__Dokument__:
--*--

PREDIGT AM FESTE DER ERSCHEINUNG DES HERRN
vom
hl. Petrus Chrysologus
(aus: "Bibliothek der Kirchenväter" Bd.43, München 1923, S.34o-344; aus dem Lateinischen übers. von Dr. G. Böhmer)
Anmerkung:
Der hl. Petrus Chrysologus war von ca. 433 - 449 Bischof von Ravenna.
Gegen Ende seines Lebens verließ er seine Bischofsstadt und starb um
das Jahr 45o in Imola, seiner Geburtsstadt. Mit dem hl. Leo I., Papst
von 44o - 461 stand er in enger Beziehung. Wann die vorliegende Predigt
entstanden ist, läßt sich nicht genau ermitteln. Man nimmt an, daß er
sie als Bischof von Ravenna gehalten hat.
***
Wenn auch schon in dem Geheimnis der Menschwerdung des Herrn selbst
jeden Augenblick die Anzeichen seiner Gottheit hervorleuchten, so
bekundet und offenbart doch gerade das heutige Fest in vielfacher
Weise, daß wahrhaft Gott in menschlichem Leibe erschienen sei.
Niemals sollte die stets in Dunkelheit gehüllte sterbliche Welt aus
Unwissenheit wieder verlieren, was sie zu erhalten und zu besitzen
einzig und allein der Gnade verdankt. Denn derjenige, welcher für uns
geboren werden wollte, wollte unter uns nicht unerkannt bleiben;
deshalb offenbarte er sich uns so deutlich, damit nicht das große
Geheimnis der Liebe werde zum Anlaß eines großen Irrtums.

--*--

__Datenzeilen__:
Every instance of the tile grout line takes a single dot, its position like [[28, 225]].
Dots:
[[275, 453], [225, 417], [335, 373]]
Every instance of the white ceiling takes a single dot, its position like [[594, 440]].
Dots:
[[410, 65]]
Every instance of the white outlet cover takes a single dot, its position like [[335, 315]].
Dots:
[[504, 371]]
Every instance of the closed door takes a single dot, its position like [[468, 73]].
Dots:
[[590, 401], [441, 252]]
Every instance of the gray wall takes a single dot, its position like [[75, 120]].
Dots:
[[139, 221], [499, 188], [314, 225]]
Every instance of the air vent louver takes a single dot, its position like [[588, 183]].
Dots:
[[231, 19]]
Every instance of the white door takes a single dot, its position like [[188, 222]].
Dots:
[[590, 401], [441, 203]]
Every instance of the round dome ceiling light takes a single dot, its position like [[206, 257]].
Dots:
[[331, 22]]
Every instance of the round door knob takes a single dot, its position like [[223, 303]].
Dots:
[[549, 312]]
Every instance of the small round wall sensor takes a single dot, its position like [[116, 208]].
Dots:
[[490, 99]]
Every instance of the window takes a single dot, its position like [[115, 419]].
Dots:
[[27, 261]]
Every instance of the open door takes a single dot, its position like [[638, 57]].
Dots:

--*--

Bearbeite im Predigttext den Abschnitt, der mit den Worten „Gegen Ende seines“ beginnt und mit „Leibe erschienen sei.“ endet, und gib ihn wieder, wobei „Geburtsstadt“ durch „Heimatstadt“ ersetzt wird.

Gegen Ende seines Lebens verließ er seine Bischofsstadt und starb um
das Jahr 45o in Imola, seiner Heimatstadt. Mit dem hl. Leo I., Papst
von 44o - 461 stand er in enger Beziehung. Wann die vorliegende Predigt
entstanden ist, läßt sich nicht genau ermitteln. Man nimmt an, daß er
sie als Bischof von Ravenna gehalten hat.
***
Wenn auch schon in dem Geheimnis der Menschwerdung des Herrn selbst
jeden Augenblick die Anzeichen seiner Gottheit hervorleuchten, so
bekundet und offenbart doch gerade das heutige Fest in vielfacher
Weise, daß wahrhaft Gott in menschlichem Leibe erschienen sei.